2021-09-27 Transient problems¶
Last time¶
recap/discuss methods for differentiating
intro to ordinary differential equations
accuracy and stability
Today¶
A and L stability
transient advection
transient heat equation
using Plots
using LinearAlgebra
using SparseArrays
using Zygote
function vander(x, k=nothing)
if k === nothing
k = length(x)
end
V = ones(length(x), k)
for j = 2:k
V[:, j] = V[:, j-1] .* x
end
V
end
function fdstencil(source, target, k)
"kth derivative stencil from source to target"
x = source .- target
V = vander(x)
rhs = zero(x)'
rhs[k+1] = factorial(k)
rhs / V
end
function newton(residual, jacobian, u0; maxits=20)
u = u0
uhist = [copy(u)]
normhist = []
for k in 1:maxits
f = residual(u)
push!(normhist, norm(f))
J = jacobian(u)
delta_u = - J \ f
u += delta_u
push!(uhist, copy(u))
end
uhist, normhist
end
newton (generic function with 1 method)
Ordinary Differential Equations¶
Given initial condition \(u_0 = u(t=0)\), find \(u(t)\) for \(t > 0\) that satisfies
\[ \dot u \equiv \frac{\partial u}{\partial t} = f(t, u) \]
Application |
\(u\) |
\(f\) |
|---|---|---|
Orbital dynamics |
position, momentum |
conservation of momentum |
Chemical reactions |
concentration |
conservation of atoms |
Epidemiology |
infected/recovered population |
transmission and recovery |
Heat transfer |
temperature |
conservation of energy |
Seismology |
displacement, momentum |
conservative of momentum |
Solving differential equations¶
Linear equations¶
\[ \dot u = A(t) u + \text{source}(t)\]
Autonomous if \(A(t) = A\) and source independent of \(t\)
Suppose \(u\) and \(a = A\) are scalars: \(u(t) = e^{at} u_0\)
Can do the same for systems¶
\[ y(t) = e^{A t} y_0 \]
What does it mean to exponentiate a matrix?¶
Taylor series!
\[ e^A = 1 + A + \frac{A^2}{2} + \frac{A^3}{3!} + \dotsb \]
and there are many practical ways to compute it.

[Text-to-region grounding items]
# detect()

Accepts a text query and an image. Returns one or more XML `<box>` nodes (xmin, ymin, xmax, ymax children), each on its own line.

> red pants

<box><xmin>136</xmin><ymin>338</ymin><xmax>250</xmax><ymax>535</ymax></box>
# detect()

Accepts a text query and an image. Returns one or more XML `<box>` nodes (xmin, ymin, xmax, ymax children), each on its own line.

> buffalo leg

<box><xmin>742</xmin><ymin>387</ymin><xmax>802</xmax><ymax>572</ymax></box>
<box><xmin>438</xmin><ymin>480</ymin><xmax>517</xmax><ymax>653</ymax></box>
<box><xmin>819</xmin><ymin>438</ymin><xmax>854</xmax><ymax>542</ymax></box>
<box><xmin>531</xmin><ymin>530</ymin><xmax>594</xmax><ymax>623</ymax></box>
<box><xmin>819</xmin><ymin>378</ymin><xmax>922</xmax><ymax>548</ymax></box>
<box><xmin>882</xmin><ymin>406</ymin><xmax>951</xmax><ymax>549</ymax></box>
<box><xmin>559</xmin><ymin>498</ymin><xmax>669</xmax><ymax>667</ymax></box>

■ **Questions on the material**:
- a) In the lecture notes on transient problems, what does u represent for the heat transfer application?
- b) Extend the lecture notes on transient problems, starting right after their final sentence.

■ **Task results**:
- a) Temperature.

- b)
Question¶
Suppose that the diagonalization \(A = X \Lambda X^{-1}\) exists and derive a finite expression for the matrix exponential using the scalar exp function.
Forward Euler method¶
function ode_euler(f, u0; tfinal=10., h=0.1)
u = copy(u0)
t = 0.
thist = [t]
uhist = [u0]
while t < tfinal
tnext = min(t+h, tfinal)
h = tnext - t
u += h * f(t, u)
t = tnext
push!(thist, t)
push!(uhist, u)
end
thist, hcat(uhist...)
end
ode_euler (generic function with 1 method)
f1(t, u; k=20) = -k * (u .- cos(t))
thist, uhist = ode_euler(f1, [.5], tfinal=5, h=.102)
scatter(thist, uhist[1,:])
plot!(cos)
Forward Euler on a linear system¶
f2(t, u) = [0 1; -1 0] * u
thist, uhist = ode_euler(f2, [0., 1], h=.1, tfinal=20)
scatter(thist, uhist')
plot!([cos, sin])
eigen([0 1; -1 0])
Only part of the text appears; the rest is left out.